───── Data section ─────
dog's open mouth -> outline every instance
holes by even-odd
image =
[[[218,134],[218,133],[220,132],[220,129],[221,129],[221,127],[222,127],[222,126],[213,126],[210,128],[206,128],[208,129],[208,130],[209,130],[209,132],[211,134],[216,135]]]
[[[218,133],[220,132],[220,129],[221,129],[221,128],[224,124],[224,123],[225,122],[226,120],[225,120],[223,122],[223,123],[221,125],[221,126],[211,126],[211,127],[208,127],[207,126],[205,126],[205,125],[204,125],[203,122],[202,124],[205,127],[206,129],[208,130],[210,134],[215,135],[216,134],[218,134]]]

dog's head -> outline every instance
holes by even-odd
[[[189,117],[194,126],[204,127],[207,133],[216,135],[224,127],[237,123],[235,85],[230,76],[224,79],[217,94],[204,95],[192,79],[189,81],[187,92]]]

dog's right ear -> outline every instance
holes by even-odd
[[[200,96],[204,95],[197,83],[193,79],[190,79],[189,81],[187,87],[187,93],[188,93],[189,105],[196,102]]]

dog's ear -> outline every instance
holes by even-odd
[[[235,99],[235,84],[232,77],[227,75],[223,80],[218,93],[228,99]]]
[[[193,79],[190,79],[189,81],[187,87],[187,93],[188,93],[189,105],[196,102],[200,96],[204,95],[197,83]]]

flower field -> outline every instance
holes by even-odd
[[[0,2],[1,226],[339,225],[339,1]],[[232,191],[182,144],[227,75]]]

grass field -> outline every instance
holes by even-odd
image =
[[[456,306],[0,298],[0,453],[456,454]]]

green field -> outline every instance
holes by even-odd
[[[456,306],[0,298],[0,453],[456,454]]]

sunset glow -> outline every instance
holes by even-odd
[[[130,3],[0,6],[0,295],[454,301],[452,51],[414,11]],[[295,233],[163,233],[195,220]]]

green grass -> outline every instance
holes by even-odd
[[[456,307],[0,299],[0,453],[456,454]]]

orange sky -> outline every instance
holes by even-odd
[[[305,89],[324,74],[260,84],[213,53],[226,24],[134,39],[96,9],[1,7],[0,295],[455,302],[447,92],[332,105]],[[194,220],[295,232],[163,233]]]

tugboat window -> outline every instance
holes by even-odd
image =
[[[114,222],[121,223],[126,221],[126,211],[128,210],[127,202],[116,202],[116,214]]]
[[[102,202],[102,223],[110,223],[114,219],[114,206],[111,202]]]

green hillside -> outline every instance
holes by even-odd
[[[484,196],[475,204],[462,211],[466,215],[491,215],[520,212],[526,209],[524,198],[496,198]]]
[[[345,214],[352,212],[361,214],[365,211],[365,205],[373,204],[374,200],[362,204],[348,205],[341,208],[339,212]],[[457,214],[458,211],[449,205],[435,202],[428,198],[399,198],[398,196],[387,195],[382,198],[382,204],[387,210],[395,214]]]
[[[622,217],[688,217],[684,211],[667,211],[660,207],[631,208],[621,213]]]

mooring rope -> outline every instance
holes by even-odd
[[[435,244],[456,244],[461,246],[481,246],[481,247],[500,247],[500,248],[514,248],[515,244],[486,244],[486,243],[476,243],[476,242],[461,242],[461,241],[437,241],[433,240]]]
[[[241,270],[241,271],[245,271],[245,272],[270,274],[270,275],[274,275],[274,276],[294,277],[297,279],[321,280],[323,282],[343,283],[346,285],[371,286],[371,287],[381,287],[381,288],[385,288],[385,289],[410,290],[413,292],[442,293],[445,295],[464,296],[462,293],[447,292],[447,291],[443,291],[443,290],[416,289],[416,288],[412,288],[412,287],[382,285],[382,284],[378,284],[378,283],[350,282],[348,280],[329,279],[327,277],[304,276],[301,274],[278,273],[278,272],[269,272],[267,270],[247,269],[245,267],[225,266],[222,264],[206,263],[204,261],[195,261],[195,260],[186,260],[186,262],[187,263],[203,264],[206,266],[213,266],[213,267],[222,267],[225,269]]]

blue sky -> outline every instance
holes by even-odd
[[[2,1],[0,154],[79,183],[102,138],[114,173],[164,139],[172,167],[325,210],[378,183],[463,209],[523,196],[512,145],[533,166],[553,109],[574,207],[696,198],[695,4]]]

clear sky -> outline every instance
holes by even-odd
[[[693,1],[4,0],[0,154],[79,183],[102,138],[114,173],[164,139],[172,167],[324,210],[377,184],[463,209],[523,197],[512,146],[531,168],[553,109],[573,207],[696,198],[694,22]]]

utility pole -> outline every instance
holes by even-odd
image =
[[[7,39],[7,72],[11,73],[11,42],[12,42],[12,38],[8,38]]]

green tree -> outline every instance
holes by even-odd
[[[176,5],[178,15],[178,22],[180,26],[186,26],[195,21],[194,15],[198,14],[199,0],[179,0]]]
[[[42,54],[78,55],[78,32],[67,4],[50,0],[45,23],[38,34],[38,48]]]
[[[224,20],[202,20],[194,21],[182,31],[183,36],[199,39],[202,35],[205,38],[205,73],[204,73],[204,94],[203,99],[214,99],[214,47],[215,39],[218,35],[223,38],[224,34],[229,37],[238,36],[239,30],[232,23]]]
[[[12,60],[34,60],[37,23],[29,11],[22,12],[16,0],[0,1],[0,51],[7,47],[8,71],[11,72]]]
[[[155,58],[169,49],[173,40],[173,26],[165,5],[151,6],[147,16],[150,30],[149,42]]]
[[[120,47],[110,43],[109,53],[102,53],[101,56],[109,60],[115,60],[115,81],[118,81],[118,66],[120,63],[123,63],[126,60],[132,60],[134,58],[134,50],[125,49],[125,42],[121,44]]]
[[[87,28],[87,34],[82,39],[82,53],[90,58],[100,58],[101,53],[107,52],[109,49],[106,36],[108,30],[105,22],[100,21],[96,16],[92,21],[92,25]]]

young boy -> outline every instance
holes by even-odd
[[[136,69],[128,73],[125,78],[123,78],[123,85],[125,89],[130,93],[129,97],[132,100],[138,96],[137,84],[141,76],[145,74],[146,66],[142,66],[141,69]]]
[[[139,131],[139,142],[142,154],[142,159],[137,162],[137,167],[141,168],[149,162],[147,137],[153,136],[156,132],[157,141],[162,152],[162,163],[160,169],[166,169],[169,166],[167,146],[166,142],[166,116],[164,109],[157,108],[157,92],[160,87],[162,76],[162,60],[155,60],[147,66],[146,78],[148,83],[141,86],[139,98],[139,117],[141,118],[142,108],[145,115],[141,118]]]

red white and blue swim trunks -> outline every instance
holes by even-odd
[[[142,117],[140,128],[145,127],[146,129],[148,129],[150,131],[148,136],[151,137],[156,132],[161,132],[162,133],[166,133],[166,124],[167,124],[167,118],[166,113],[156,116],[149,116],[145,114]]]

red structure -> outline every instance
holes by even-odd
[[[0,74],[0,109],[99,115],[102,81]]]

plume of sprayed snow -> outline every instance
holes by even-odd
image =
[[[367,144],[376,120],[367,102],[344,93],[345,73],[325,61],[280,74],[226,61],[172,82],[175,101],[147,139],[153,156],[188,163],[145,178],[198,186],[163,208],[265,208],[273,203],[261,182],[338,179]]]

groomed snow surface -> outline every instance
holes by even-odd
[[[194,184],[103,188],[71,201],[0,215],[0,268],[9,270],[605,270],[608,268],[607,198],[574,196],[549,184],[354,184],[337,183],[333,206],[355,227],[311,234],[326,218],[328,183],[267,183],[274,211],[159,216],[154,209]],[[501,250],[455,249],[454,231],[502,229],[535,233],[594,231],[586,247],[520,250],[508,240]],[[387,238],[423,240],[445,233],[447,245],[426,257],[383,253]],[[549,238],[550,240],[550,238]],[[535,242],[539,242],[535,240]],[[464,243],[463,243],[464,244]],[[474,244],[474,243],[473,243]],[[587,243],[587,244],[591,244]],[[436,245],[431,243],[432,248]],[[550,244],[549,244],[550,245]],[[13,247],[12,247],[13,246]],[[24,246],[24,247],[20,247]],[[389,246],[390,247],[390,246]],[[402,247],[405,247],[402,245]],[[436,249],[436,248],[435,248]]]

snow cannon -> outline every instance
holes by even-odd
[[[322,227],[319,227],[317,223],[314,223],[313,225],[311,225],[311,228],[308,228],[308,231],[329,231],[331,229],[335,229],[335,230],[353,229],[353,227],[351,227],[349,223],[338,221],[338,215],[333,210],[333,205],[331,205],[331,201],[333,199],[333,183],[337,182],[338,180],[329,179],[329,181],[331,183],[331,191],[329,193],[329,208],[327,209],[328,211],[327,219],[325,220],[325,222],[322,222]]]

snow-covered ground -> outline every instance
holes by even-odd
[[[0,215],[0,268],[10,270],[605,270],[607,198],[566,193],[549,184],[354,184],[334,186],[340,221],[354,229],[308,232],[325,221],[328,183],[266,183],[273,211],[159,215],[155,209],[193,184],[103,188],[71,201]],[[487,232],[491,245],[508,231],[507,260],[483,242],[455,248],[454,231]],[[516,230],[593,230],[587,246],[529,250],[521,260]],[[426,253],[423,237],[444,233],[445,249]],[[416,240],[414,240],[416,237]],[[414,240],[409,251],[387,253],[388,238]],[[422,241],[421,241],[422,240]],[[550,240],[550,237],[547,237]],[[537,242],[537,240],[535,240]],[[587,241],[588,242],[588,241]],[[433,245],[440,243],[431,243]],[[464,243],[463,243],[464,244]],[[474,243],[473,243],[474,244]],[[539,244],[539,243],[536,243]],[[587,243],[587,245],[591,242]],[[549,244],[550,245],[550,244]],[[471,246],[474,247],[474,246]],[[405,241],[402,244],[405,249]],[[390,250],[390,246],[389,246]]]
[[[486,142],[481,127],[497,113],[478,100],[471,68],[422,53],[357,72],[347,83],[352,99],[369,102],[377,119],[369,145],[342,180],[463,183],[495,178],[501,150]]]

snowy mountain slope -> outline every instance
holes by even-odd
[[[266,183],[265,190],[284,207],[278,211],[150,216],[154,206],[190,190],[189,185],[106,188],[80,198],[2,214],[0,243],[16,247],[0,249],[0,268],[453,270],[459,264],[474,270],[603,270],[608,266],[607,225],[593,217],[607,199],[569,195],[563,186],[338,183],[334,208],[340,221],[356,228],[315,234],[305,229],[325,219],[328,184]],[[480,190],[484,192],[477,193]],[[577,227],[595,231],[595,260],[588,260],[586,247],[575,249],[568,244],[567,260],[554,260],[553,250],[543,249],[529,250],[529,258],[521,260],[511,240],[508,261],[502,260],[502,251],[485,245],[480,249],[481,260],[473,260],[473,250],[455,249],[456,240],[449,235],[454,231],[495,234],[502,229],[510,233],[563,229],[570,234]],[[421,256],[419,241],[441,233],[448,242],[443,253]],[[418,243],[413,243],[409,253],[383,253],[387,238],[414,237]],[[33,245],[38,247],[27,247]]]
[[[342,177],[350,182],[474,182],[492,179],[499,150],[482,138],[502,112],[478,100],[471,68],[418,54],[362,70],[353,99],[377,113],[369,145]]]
─────
Set problem
Reproduce everything from the line containing "dog's right ear -> outline every instance" down to the line containing "[[[102,202],[102,223],[110,223],[114,219],[114,206],[111,202]]]", requests included, with only those lines in your reply. Multiply every coordinate in the answers by 0.8 and round to whole numbers, halves going up, but leave the requests unchanged.

Output of the exercise
dog's right ear -> outline every instance
holes by even-odd
[[[160,77],[163,76],[158,66],[154,63],[152,63],[151,65],[150,70],[150,74],[150,74],[151,84],[157,82]]]

dog's ear -> outline every instance
holes by even-odd
[[[188,79],[188,67],[186,62],[182,60],[178,64],[174,74],[182,79]]]
[[[154,63],[152,63],[151,65],[150,70],[150,74],[150,74],[151,84],[157,82],[160,77],[163,76],[158,66]]]

flower field -> outline every instance
holes by even-odd
[[[0,2],[1,181],[271,180],[271,1]],[[186,153],[146,115],[182,60]]]

grass field -> outline every instance
holes by even-odd
image =
[[[365,245],[0,238],[0,362],[365,363]]]

green field -> outline every instance
holes by even-odd
[[[365,245],[0,238],[0,362],[365,363]]]

sunset glow -> outline every instance
holes by even-odd
[[[104,2],[0,5],[0,236],[363,241],[362,41],[331,9]],[[236,186],[130,186],[156,176]]]

green grass -> outline every instance
holes by even-odd
[[[365,246],[0,239],[0,362],[365,363]]]

orange sky -> outline every instance
holes by even-odd
[[[244,71],[259,59],[208,67],[170,42],[181,19],[107,31],[77,7],[1,6],[0,236],[364,242],[358,74],[266,84]],[[155,176],[236,186],[130,186]]]

tugboat window -> outline every instance
holes by even-odd
image =
[[[91,178],[97,178],[101,177],[101,169],[102,168],[102,162],[93,162],[93,171]]]
[[[82,162],[82,178],[88,178],[91,175],[91,165],[89,162]]]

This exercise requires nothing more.